YOUR TASK
In the material below, find the line that contains "Target: smoke detector" and the line that contains "Target: ceiling vent grille", then write out exactly those two lines and everything between them.

━━━

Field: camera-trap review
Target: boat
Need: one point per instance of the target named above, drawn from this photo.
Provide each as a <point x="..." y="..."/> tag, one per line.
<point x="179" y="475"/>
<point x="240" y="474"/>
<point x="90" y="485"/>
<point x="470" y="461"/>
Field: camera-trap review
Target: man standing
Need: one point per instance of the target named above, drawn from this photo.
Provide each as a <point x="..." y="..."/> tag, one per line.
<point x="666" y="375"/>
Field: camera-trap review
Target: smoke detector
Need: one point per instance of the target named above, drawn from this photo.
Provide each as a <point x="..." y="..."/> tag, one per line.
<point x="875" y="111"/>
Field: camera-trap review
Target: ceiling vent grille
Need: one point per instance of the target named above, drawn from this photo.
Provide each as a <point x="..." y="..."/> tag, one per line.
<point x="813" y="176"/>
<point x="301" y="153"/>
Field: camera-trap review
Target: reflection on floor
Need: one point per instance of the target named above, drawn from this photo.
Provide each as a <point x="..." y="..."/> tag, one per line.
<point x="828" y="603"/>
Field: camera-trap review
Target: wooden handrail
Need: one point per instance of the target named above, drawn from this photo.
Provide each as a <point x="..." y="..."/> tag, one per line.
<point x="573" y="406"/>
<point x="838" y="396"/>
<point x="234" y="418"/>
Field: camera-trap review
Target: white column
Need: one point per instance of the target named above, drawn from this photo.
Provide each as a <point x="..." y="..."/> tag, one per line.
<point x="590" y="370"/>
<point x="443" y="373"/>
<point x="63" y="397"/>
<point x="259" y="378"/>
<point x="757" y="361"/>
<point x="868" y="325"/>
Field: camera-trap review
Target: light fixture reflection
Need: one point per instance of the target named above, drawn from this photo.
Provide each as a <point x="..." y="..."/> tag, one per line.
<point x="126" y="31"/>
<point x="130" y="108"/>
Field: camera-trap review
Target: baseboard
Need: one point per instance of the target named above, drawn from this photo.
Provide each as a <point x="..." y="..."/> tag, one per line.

━━━

SOLVED PROBLEM
Target: smoke detector
Need: one point per instance of the target named above, drawn from this photo.
Provide each as a <point x="..." y="..."/> tag, one per line.
<point x="875" y="111"/>
Field: camera-trap review
Target: ceiling vent grille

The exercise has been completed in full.